## Written problem
Rewrite the lines below with every "Entity" changed to "Object" and nothing else altered, leaving out the pictures.

## Record set
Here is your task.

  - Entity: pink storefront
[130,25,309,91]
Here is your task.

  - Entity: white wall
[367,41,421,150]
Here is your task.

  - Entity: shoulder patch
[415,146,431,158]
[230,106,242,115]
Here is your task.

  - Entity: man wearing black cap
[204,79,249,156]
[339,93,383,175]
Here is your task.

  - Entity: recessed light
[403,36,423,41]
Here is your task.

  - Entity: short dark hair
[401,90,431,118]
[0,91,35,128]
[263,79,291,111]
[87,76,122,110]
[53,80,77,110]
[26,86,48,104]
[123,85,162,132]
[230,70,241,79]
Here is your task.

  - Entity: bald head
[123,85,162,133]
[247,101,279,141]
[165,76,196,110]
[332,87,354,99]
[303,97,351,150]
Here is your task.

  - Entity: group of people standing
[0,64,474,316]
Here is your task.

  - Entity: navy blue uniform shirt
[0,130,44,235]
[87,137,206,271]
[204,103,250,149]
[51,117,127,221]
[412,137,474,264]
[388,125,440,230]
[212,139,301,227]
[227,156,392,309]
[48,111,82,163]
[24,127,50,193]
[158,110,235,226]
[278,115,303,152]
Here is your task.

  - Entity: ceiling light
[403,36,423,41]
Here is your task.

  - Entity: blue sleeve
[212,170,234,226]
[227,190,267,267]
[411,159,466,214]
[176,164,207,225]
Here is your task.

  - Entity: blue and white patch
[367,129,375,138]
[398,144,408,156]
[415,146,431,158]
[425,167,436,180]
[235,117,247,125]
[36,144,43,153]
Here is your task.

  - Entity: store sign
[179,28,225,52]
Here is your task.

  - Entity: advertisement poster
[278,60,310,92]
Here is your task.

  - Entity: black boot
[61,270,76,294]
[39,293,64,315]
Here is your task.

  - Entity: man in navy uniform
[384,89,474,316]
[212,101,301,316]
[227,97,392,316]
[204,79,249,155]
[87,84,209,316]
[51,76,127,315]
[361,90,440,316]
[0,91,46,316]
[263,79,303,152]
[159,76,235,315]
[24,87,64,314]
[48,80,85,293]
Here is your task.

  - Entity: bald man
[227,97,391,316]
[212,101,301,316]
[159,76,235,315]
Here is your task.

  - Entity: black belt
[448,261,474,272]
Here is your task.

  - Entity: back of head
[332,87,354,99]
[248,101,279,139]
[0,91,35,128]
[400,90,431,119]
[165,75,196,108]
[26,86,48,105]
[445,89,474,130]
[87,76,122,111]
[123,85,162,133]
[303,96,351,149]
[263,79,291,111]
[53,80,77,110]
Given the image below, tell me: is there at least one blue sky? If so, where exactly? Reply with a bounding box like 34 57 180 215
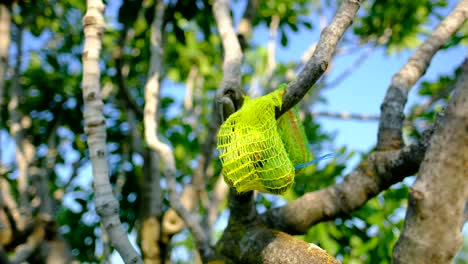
1 0 467 263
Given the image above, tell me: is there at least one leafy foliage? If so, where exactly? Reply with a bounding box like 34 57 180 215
0 0 467 263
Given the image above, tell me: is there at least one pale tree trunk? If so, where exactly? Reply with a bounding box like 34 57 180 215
393 59 468 264
82 0 143 263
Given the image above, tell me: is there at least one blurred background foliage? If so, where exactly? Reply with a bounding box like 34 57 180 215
0 0 468 263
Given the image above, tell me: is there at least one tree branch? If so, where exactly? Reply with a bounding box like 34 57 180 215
82 0 143 263
276 0 361 118
377 0 468 150
113 24 143 119
0 3 11 161
312 112 380 121
260 130 432 234
144 1 212 260
213 0 243 118
393 58 468 263
237 0 259 49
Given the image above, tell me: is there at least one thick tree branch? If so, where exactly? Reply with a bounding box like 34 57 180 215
393 59 468 263
276 0 361 118
144 1 212 260
260 131 431 234
82 0 143 263
377 0 468 150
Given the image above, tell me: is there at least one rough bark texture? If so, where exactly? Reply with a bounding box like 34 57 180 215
377 0 468 150
393 59 468 264
0 4 11 156
82 0 143 263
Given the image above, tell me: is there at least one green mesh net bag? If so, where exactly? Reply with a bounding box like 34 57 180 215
218 88 311 194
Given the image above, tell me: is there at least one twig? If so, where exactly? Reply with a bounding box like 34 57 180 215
393 58 468 263
276 0 361 118
377 0 468 150
82 0 143 263
237 0 260 50
144 1 212 260
324 46 376 89
213 0 243 118
312 112 380 121
114 24 143 119
208 175 229 226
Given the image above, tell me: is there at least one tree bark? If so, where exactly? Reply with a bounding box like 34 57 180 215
82 0 143 263
393 59 468 264
377 0 468 150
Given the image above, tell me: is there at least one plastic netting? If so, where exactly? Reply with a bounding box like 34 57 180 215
218 89 310 194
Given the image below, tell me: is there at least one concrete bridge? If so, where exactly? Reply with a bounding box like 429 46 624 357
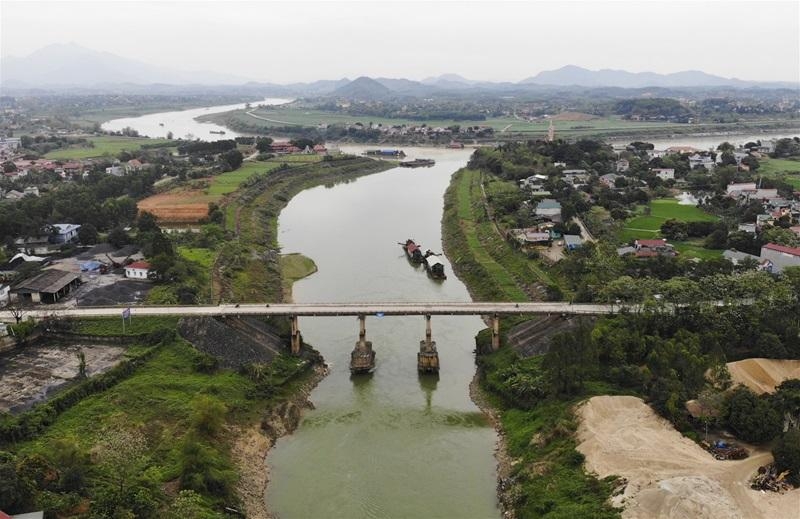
0 302 726 372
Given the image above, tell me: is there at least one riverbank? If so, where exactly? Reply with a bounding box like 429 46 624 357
442 165 619 518
280 252 318 303
214 155 394 303
231 364 328 519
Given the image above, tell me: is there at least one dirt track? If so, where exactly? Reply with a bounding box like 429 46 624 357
577 396 800 519
727 359 800 396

## Solution for this task
Here is your task.

  - Object: pink storefront
[130,25,309,91]
Here is your task.

  - Object: white wall
[367,41,421,150]
Here is your task.

  - Object: shoulder patch
[415,146,431,158]
[230,106,242,115]
Here is your task.

  - Object: man wearing black cap
[204,79,249,156]
[339,93,383,175]
Here is your task.

  - Object: recessed light
[403,36,423,41]
Here is your task.

  - Object: short dark hair
[401,90,431,118]
[0,91,35,128]
[263,79,291,111]
[87,76,122,110]
[53,80,77,110]
[26,86,48,104]
[123,85,162,132]
[230,70,241,79]
Here is your task.

  - Object: bald head
[123,85,162,133]
[247,101,279,141]
[165,76,196,110]
[332,87,354,99]
[303,97,351,150]
Here is your task.

  - Object: group of people standing
[0,64,474,316]
Here is your task.

  - Object: navy blue uniform shirt
[0,130,44,235]
[87,137,206,271]
[204,103,250,149]
[51,117,127,221]
[412,137,474,264]
[388,125,440,230]
[212,139,301,227]
[227,156,392,309]
[48,111,82,163]
[24,127,50,193]
[158,110,235,226]
[278,115,303,152]
Here is your task.

  - Object: ceiling light
[403,36,423,41]
Here is your task.

  - Object: blue sleeve
[212,170,234,226]
[227,190,267,267]
[411,159,466,214]
[176,164,207,225]
Here is your task.

  - Object: blue and white patch
[367,129,375,138]
[398,144,408,156]
[415,146,431,158]
[425,167,436,180]
[235,117,247,125]
[36,144,43,153]
Here is your task.

  - Object: store sign
[179,28,225,52]
Here is your task.

  - Object: advertisement poster
[278,60,310,92]
Here is your task.

  - Object: black boot
[61,270,76,294]
[39,293,64,315]
Here is your task.

  - Object: man in navy uniform
[384,89,474,316]
[212,101,301,316]
[227,97,392,316]
[204,79,249,155]
[87,84,209,316]
[51,76,127,315]
[361,90,440,316]
[0,91,46,316]
[263,79,303,152]
[159,76,235,315]
[24,87,64,314]
[48,80,85,293]
Here is your task.

  - Object: bald man
[227,97,391,316]
[212,101,301,316]
[159,76,235,315]
Here is your task.

  - Object: black belt
[448,261,474,272]
Here is your task.

  - Object: back of head
[332,87,354,99]
[248,101,279,139]
[0,91,35,128]
[400,90,431,119]
[165,75,196,108]
[26,86,48,105]
[445,89,474,130]
[87,76,122,111]
[123,85,162,133]
[303,96,351,149]
[263,79,291,111]
[53,80,77,110]
Given the image below, tell me: is there at least one blue sky? If so, where exactly? Reply with a bounding box like 34 57 180 215
1 0 467 263
Given the image above, tell me: is there at least one leafy foliage? If so, where exactly? Reply with a bounding box like 34 57 180 215
0 0 467 263
Given the image above, tell me: is there at least one pale tree trunk? If so, where exactly? Reply with a bounding box like 34 57 180 215
393 59 468 264
82 0 143 263
Given the image above, tell me: is there at least one blurred background foliage? If so, where exactly? Reply with a bounding box like 34 57 180 215
0 0 468 263
Given the image above, tell me: is there at least one tree branch? If so, where exactly? Reply with a bounding box like 34 57 180 215
82 0 143 263
276 0 361 118
377 0 468 150
113 24 143 119
0 3 11 161
312 112 380 121
260 130 432 234
144 1 212 260
213 0 243 118
393 58 468 263
237 0 259 49
Given the image above, tell me: is there at least one thick tree branch? If so, where exactly? Reply with a bounding box like 34 57 180 215
393 59 468 263
276 0 361 118
144 1 212 260
260 131 431 234
82 0 143 263
377 0 468 150
Given the image above, tell me: is there at least one rough bark texture? If so, where exactly? Reply with a bounding box like 34 57 180 215
377 0 468 150
393 59 468 264
0 4 11 156
82 0 143 263
Given the image above, tell me: is there at least one green mesh net bag? If so, where exactly? Reply with a bounding box like 34 57 180 215
218 88 311 194
Given the image above, tell me: is there at least one twig? If so, where exactly? Reply with a bounding box like 34 57 180 215
393 58 468 263
276 0 361 118
377 0 468 150
82 0 143 263
237 0 260 50
144 1 212 260
324 46 376 89
213 0 243 118
312 112 380 121
114 24 143 119
208 175 229 226
Given the image above, tell me: is there at least one tree bark? If so, where exactly? Reply with a bounding box like 34 57 180 215
82 0 143 263
393 59 468 264
377 0 468 150
Given the image above, tell me: is there at least one plastic netting? If so, where exactly? Reply with a bounding box like 34 57 180 215
218 89 310 194
Given the image below, tell me: is there at least one concrete bridge? If so, where exactly? Reply with a bounding box like 429 46 624 357
0 302 726 372
Given the image above, tell me: is there at least one riverbank? If so, where exactly? Reply with a bounding box like 429 46 624 357
442 165 619 518
280 252 318 303
214 155 394 303
231 364 328 519
Given the image above, tell me: is there at least one dirt track? If so, where exactly? Reply with a bounding box like 429 46 624 357
577 396 800 519
727 359 800 396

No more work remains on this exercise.